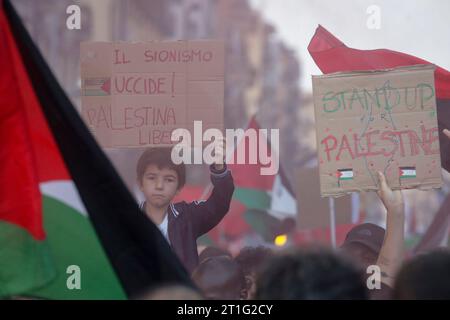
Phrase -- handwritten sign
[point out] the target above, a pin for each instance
(377, 121)
(136, 94)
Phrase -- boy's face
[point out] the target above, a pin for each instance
(159, 186)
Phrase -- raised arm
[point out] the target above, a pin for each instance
(392, 251)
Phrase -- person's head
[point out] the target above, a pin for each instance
(211, 251)
(219, 278)
(251, 261)
(363, 244)
(424, 277)
(158, 177)
(310, 274)
(171, 292)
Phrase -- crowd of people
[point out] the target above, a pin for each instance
(370, 264)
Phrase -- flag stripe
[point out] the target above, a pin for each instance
(139, 254)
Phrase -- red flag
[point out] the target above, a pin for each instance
(331, 55)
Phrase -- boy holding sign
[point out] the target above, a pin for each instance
(181, 223)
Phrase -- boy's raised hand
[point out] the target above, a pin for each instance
(447, 133)
(392, 199)
(220, 147)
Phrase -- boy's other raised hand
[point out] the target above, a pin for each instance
(220, 151)
(447, 133)
(392, 199)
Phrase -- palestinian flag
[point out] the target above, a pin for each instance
(61, 201)
(331, 55)
(407, 172)
(345, 174)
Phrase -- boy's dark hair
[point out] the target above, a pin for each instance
(312, 274)
(211, 251)
(251, 259)
(161, 157)
(425, 277)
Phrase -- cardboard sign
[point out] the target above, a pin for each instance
(136, 94)
(377, 121)
(313, 210)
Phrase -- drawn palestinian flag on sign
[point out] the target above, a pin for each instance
(345, 174)
(407, 172)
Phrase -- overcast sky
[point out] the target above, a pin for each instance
(417, 27)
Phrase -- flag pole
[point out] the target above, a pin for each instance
(332, 222)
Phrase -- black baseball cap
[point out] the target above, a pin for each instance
(367, 234)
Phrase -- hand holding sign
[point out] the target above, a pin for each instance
(392, 200)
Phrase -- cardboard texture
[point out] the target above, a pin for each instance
(313, 210)
(136, 94)
(371, 121)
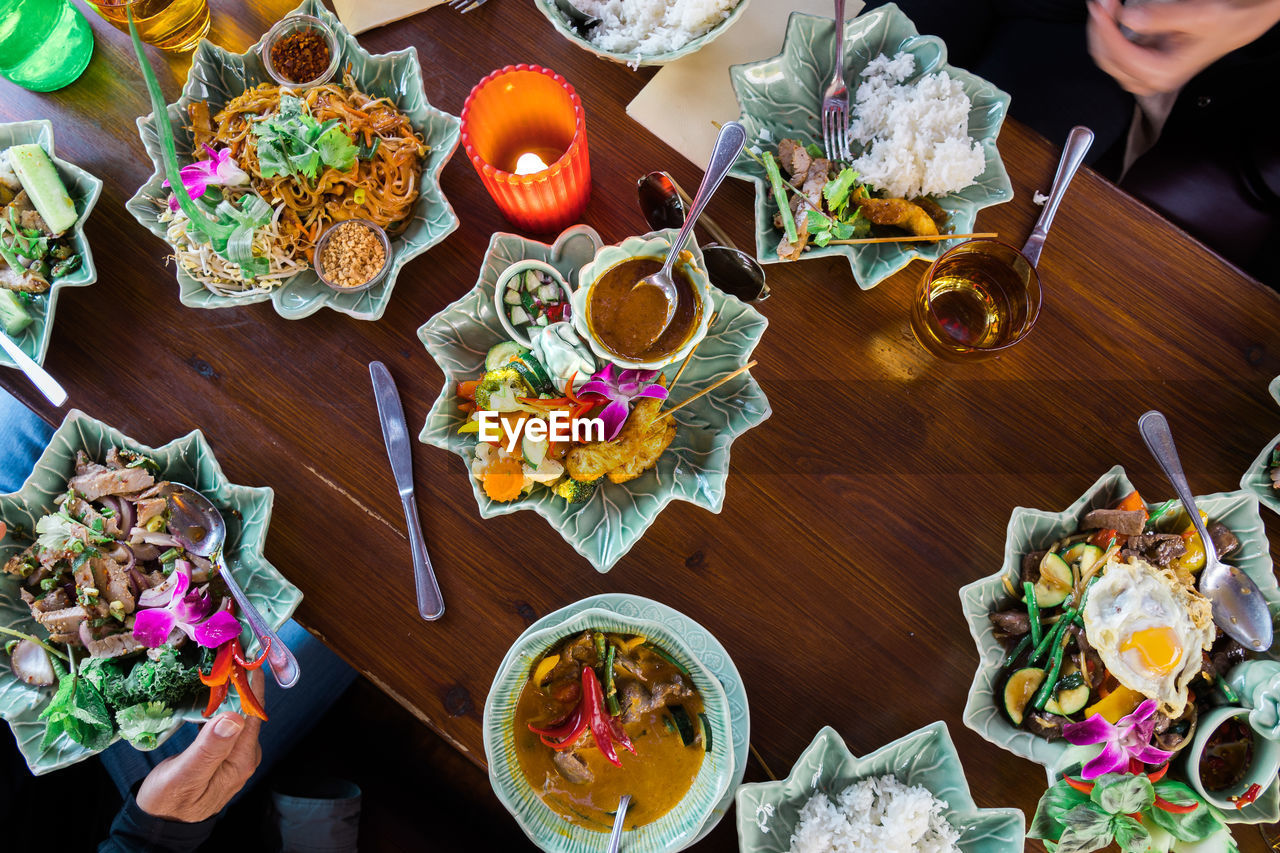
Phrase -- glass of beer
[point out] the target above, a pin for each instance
(978, 299)
(169, 24)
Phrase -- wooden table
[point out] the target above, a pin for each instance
(882, 483)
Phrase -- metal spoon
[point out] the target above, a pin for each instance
(202, 530)
(1239, 607)
(616, 836)
(1078, 142)
(39, 377)
(728, 145)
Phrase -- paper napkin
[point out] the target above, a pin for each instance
(682, 99)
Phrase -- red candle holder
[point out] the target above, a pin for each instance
(529, 119)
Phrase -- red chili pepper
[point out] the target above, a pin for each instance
(1175, 808)
(1249, 796)
(1079, 784)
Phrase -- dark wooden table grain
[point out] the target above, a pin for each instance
(882, 483)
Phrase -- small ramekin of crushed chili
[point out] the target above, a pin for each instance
(352, 255)
(301, 50)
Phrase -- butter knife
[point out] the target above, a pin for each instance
(391, 413)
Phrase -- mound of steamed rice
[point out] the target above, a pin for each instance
(878, 815)
(915, 135)
(647, 27)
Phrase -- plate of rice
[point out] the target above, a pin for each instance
(647, 32)
(920, 131)
(906, 797)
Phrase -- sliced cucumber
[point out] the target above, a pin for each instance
(1019, 689)
(1055, 583)
(502, 352)
(14, 315)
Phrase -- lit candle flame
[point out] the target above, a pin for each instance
(529, 164)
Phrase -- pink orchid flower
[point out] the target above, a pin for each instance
(218, 170)
(174, 606)
(620, 389)
(1128, 739)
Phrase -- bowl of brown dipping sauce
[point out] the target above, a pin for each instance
(618, 319)
(352, 255)
(301, 51)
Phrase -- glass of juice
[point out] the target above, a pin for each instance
(44, 44)
(978, 299)
(169, 24)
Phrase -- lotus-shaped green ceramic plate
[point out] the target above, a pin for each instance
(768, 812)
(782, 97)
(1034, 529)
(693, 469)
(219, 76)
(83, 188)
(545, 828)
(186, 460)
(1257, 479)
(562, 24)
(702, 643)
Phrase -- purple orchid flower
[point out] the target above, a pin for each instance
(218, 170)
(174, 606)
(620, 389)
(1128, 739)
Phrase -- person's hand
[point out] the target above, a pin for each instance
(199, 781)
(1176, 40)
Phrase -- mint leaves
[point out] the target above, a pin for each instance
(292, 142)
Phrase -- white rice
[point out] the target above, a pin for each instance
(918, 133)
(877, 815)
(647, 27)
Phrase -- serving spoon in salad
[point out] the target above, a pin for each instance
(201, 529)
(1239, 607)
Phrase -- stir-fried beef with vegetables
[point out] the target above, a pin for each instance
(133, 621)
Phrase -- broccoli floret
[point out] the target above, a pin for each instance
(499, 388)
(575, 491)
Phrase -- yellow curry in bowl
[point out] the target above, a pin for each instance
(606, 715)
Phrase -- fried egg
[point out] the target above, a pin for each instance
(1150, 629)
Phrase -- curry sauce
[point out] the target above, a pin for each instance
(658, 710)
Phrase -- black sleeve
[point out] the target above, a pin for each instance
(136, 831)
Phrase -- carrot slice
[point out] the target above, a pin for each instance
(504, 479)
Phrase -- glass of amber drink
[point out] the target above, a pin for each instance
(169, 24)
(978, 299)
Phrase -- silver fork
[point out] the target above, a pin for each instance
(835, 100)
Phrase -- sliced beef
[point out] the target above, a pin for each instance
(1128, 523)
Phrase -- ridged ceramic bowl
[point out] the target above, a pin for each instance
(83, 188)
(654, 245)
(563, 27)
(1036, 529)
(186, 460)
(219, 76)
(545, 828)
(695, 465)
(1257, 479)
(782, 97)
(768, 812)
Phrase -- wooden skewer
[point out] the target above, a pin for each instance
(707, 389)
(688, 357)
(920, 238)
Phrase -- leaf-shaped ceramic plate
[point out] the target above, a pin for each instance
(782, 97)
(83, 188)
(1257, 479)
(219, 76)
(768, 812)
(186, 460)
(702, 643)
(562, 24)
(545, 828)
(693, 469)
(1036, 529)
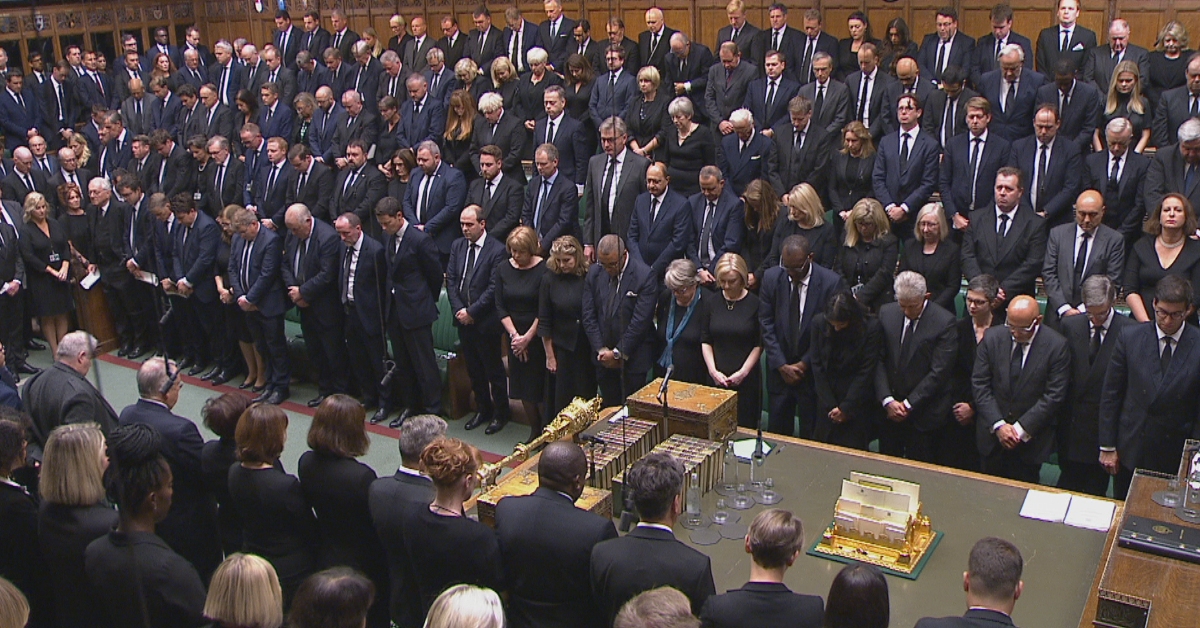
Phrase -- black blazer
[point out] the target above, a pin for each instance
(646, 558)
(760, 604)
(546, 548)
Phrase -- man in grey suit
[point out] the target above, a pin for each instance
(615, 180)
(1020, 378)
(727, 84)
(1176, 168)
(1101, 61)
(1151, 395)
(1079, 250)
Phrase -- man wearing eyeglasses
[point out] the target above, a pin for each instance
(1151, 394)
(1020, 378)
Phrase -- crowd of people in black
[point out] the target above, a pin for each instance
(791, 217)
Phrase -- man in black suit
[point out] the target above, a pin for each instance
(387, 497)
(364, 300)
(471, 286)
(946, 47)
(310, 269)
(912, 380)
(774, 542)
(1120, 174)
(191, 525)
(651, 556)
(501, 197)
(970, 163)
(1053, 167)
(1151, 395)
(61, 394)
(791, 294)
(1020, 380)
(1091, 339)
(993, 582)
(546, 544)
(618, 310)
(414, 276)
(258, 289)
(1066, 39)
(551, 204)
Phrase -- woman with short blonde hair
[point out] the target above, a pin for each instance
(245, 591)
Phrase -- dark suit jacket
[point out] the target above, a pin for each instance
(546, 544)
(1123, 205)
(643, 560)
(1063, 177)
(1017, 259)
(1017, 120)
(1146, 413)
(955, 174)
(1050, 40)
(265, 287)
(759, 604)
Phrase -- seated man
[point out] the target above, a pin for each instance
(775, 540)
(993, 582)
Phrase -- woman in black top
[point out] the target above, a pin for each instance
(847, 49)
(517, 286)
(47, 253)
(732, 339)
(868, 258)
(136, 578)
(73, 513)
(336, 485)
(277, 521)
(845, 352)
(221, 414)
(677, 329)
(443, 545)
(935, 257)
(561, 324)
(647, 114)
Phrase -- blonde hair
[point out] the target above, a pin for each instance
(869, 208)
(807, 201)
(73, 465)
(245, 591)
(466, 606)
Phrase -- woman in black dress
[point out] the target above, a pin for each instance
(847, 49)
(648, 112)
(761, 214)
(845, 352)
(561, 326)
(221, 414)
(461, 115)
(443, 545)
(935, 257)
(47, 253)
(732, 339)
(277, 521)
(336, 485)
(136, 578)
(685, 145)
(677, 329)
(868, 258)
(517, 286)
(1164, 250)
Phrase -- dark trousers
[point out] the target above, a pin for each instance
(1084, 477)
(273, 346)
(325, 345)
(481, 352)
(366, 368)
(417, 368)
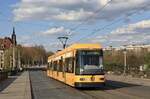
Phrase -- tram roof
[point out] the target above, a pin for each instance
(78, 46)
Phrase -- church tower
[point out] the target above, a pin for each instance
(13, 37)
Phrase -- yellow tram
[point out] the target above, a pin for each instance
(80, 65)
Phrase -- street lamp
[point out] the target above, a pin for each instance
(125, 60)
(63, 40)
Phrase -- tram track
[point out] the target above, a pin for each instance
(47, 88)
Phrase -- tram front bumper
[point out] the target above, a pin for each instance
(91, 85)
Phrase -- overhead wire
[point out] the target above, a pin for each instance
(106, 26)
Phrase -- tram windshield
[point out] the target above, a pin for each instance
(89, 60)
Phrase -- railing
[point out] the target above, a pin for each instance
(3, 76)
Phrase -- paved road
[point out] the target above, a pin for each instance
(47, 88)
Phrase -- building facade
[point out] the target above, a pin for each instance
(6, 43)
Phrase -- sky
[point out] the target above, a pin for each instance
(107, 22)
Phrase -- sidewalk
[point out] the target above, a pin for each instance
(128, 79)
(18, 89)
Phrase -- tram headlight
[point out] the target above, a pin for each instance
(82, 79)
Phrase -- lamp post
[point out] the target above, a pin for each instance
(125, 60)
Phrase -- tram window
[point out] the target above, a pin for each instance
(55, 65)
(69, 64)
(60, 65)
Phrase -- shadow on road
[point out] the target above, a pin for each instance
(4, 84)
(111, 85)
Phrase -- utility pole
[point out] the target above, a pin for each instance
(14, 58)
(63, 40)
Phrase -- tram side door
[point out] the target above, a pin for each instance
(64, 73)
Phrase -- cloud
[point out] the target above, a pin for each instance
(76, 10)
(61, 31)
(137, 33)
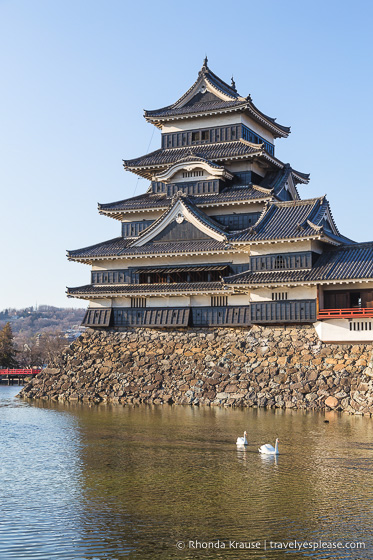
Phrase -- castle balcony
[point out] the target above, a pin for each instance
(347, 313)
(346, 304)
(163, 317)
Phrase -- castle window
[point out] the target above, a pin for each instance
(219, 301)
(138, 302)
(277, 296)
(279, 263)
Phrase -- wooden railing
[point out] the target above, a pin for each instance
(348, 313)
(17, 372)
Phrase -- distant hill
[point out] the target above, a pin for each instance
(44, 319)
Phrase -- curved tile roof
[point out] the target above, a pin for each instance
(213, 103)
(286, 220)
(218, 151)
(100, 290)
(119, 247)
(347, 262)
(150, 200)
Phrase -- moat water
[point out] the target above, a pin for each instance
(113, 482)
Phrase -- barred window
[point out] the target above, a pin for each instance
(279, 296)
(138, 302)
(279, 263)
(219, 301)
(360, 325)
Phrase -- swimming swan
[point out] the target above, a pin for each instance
(269, 449)
(242, 441)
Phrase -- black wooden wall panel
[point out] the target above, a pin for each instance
(287, 311)
(97, 317)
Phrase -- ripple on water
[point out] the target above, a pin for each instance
(113, 482)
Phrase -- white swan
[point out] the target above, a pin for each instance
(269, 449)
(242, 441)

== == ==

* _Exercise details_
Please revise the data above, starting with the line with "Phrase -- wooden skewer" and going on through the line with "(1079, 250)", so that "ceramic" becomes "porcelain" and every other line stays the same. Return only those lines, without the picture markers.

* _Full response_
Phrase -- wooden skewer
[point out] the target above, a pin for each instance
(707, 389)
(688, 357)
(920, 238)
Phrase -- leaf-shaped porcelain plate
[point out] the target above, a pin for each instance
(782, 97)
(83, 188)
(1257, 479)
(219, 76)
(768, 812)
(186, 460)
(702, 643)
(562, 24)
(545, 828)
(693, 469)
(1036, 529)
Phrase -- black blazer
[point out] the target above, a pin for each instance
(646, 558)
(760, 604)
(546, 548)
Phrase -- man in grey suit
[point out] the target above, a pin for each instance
(615, 180)
(1020, 378)
(727, 84)
(1176, 168)
(1101, 61)
(1151, 395)
(1079, 250)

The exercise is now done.